──────── Selected extract ────────

Tuesday, June 15, 2004

Rock Bio-o-rama

I recently blew through a gauntlet of rock bios, as I was a bit tired of fiction. (Well one of them was a screenwriter, but he considers himself a rocker who writes rather than jams, and I need a weak excuse to slide him in here). Now I'm a bit tired of bios.

Let's start with Shakey: Neil Young's Biography by James McDonough. What a turgid mess. McDonough seems to think he's freakin' Norman Mailer, and inserts himself and his opinions throughout the text. You just want to slap him upside the head and scream: "Get a blog if you wanna opine about yourownself, the rest of us wanna read about Neil Young!"

If you do want to get a good picture of Neil Young, sadly this is the book you want to slog through. It really is comprehensive about his life and times. But the format and the writing, and the utter lack of editing (I'm assuming here) make it a labor of love to do so. If you have a casual interest in Neil, just go to the All Music Guide and read his bio there.

The other mistake McDonough makes is he dwells on minor works by Neil and blows by some of the major ones because he didn't think they were worthy. He outlines in detail how music has to be "honest and real" and all that other bullshit that some whiphead music types get all wound up about. Yeah, Britney Spears is poser, but do you like her music or not? (I don't, but that's beside the point.) Bob Dylan, everyone pretty much agrees, is not a poser, but do you like his music? (I rilly rilly do like the Bob, but again it's beside the point.) Crazy Horse, Neil's main band, is almost to a person made up of the latter kind of music people, thank God. Neil himself tries to keep his music honest (his term) and he famously won't sell his songs for commercials. But other than that, he seems to have an eclectic taste in music, which almost always defies that uptight "all music has to mean something and has to be pure" silliness.

Neil himself seems like your typical artist type: Brilliant, visionary, narcissistic, selfish, driven, interesting, and kind of a prick. I'd have a beer or two with him.

──────── Given entries ────────

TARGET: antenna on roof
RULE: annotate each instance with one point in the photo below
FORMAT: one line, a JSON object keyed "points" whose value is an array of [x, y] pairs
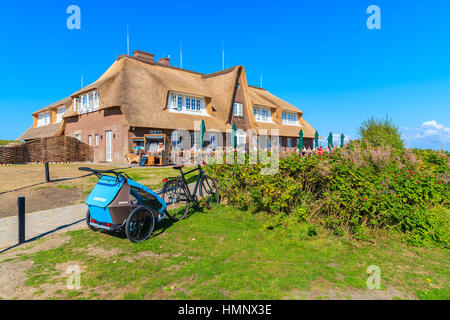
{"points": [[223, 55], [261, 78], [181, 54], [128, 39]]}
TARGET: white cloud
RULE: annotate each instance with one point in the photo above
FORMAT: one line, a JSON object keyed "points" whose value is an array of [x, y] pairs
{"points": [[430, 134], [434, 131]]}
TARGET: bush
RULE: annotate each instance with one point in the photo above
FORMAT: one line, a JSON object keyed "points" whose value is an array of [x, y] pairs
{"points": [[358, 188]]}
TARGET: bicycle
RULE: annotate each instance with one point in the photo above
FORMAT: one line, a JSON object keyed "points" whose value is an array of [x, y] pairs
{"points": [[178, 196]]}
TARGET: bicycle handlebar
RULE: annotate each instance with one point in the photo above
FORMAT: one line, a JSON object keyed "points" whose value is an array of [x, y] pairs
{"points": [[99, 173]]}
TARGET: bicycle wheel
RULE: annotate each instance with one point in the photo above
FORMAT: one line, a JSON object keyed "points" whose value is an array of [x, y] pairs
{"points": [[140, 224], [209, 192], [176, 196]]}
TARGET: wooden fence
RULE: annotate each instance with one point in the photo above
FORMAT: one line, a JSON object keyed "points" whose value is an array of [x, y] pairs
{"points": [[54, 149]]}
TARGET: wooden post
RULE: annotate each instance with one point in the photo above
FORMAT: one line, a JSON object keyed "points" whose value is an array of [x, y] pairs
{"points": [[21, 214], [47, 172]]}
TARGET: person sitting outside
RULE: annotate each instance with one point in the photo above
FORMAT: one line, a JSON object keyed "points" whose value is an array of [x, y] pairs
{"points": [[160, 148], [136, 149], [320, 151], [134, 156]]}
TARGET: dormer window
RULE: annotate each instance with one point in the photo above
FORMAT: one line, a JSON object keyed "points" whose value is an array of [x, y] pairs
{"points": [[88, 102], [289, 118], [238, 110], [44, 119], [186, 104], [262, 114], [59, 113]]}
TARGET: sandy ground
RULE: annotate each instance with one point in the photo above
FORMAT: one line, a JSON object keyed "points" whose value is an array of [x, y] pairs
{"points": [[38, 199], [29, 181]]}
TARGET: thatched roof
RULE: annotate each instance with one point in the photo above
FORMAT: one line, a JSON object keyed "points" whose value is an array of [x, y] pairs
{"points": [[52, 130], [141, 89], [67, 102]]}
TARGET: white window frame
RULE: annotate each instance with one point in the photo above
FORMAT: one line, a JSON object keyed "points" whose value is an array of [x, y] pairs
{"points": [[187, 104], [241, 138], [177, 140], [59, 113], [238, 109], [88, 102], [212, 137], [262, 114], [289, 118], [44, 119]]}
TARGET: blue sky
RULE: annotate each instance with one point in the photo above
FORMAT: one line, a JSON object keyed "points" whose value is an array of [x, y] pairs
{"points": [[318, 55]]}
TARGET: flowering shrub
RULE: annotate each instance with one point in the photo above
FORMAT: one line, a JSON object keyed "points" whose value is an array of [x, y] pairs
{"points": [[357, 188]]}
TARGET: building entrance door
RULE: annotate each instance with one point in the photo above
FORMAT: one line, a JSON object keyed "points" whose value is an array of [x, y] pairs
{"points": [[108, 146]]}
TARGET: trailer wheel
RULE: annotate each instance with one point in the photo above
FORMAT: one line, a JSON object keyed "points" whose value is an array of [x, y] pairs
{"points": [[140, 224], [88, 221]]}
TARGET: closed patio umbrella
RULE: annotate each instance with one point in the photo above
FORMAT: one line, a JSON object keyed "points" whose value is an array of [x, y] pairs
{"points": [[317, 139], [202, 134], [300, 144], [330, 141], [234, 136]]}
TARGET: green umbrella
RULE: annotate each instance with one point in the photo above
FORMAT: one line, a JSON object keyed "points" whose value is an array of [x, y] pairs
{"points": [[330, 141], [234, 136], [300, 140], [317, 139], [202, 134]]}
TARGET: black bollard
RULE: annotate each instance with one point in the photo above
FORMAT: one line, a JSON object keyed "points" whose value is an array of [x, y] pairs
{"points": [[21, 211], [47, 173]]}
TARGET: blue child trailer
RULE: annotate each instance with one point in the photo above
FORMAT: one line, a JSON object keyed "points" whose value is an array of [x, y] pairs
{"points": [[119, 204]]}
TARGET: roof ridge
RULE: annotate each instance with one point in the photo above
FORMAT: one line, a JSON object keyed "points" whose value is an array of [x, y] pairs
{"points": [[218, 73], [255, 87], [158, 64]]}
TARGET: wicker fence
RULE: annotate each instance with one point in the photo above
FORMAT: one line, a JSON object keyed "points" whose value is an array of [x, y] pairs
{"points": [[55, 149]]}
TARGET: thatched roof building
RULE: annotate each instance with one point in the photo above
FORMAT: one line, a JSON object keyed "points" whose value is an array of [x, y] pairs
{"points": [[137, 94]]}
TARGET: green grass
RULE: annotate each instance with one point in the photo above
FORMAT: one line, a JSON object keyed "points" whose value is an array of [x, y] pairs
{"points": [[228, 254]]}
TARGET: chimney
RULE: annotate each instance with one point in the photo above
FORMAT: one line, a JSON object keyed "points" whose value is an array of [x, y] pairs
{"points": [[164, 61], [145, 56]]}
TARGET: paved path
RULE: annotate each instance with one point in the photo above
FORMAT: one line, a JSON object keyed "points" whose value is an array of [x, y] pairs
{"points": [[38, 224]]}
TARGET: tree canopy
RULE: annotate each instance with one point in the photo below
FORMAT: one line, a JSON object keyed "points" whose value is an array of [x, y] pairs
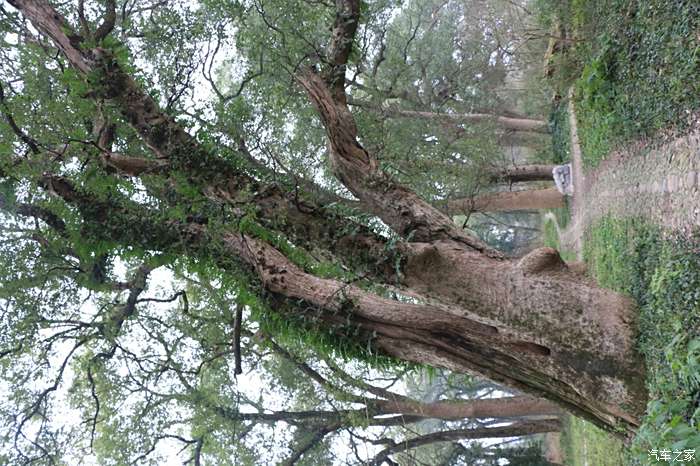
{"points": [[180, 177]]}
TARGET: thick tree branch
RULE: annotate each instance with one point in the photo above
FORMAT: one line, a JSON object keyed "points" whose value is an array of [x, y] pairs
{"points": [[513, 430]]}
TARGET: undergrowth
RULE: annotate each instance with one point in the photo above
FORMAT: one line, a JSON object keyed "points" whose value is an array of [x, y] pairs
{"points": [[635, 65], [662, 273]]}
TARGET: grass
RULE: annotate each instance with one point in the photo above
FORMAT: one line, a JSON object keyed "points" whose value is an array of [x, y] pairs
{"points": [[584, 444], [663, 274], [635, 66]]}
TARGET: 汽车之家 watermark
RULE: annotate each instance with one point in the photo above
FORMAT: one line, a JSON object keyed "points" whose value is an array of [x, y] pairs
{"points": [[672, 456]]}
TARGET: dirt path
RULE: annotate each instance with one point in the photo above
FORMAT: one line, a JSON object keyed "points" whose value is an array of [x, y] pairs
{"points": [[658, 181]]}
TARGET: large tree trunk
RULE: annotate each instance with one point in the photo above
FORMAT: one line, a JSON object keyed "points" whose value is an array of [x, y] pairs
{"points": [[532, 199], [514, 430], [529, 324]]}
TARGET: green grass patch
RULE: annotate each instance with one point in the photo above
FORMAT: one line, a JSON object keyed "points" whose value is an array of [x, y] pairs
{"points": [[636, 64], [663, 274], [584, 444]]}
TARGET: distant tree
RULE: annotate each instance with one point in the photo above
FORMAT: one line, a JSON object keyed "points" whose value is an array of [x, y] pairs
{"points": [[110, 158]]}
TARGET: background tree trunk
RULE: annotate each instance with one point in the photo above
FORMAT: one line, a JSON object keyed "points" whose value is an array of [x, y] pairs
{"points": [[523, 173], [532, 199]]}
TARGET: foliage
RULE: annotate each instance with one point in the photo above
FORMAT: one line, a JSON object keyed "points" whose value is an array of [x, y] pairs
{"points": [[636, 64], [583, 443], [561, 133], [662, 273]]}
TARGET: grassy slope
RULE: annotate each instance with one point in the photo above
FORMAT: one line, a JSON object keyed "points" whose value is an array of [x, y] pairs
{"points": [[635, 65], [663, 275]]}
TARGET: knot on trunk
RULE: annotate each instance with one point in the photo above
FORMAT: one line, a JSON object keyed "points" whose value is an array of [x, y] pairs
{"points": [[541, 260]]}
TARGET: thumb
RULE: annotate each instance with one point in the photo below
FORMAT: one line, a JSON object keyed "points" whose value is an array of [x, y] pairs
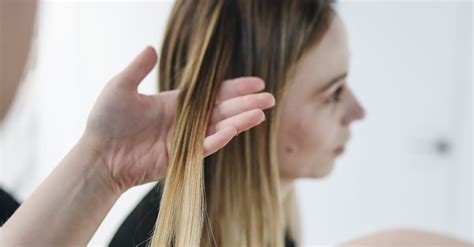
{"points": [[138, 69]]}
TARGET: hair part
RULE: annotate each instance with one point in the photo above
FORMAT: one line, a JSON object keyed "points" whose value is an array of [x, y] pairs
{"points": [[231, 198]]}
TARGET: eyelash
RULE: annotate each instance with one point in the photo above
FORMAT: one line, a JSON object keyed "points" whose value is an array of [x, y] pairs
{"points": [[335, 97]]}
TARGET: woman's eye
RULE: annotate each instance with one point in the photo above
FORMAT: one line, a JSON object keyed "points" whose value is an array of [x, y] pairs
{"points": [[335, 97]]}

────────

### Given problem 1:
Answer these questions using the blog post:
(a) Where does the writer send readers with only a casual interest in Neil?
(b) What band does the writer call Neil's main band?
(c) What does Neil famously refuse to sell his songs for?
### Given problem 2:
Copy the blog post word for word from "Let's start with" to "his bio there.".

### Complete answer 1:
(a) To the All Music Guide, to read his bio there.
(b) Crazy Horse.
(c) Commercials.

### Complete answer 2:
Let's start with Shakey: Neil Young's Biography by James McDonough. What a turgid mess. McDonough seems to think he's freakin' Norman Mailer, and inserts himself and his opinions throughout the text. You just want to slap him upside the head and scream: "Get a blog if you wanna opine about yourownself, the rest of us wanna read about Neil Young!"

If you do want to get a good picture of Neil Young, sadly this is the book you want to slog through. It really is comprehensive about his life and times. But the format and the writing, and the utter lack of editing (I'm assuming here) make it a labor of love to do so. If you have a casual interest in Neil, just go to the All Music Guide and read his bio there.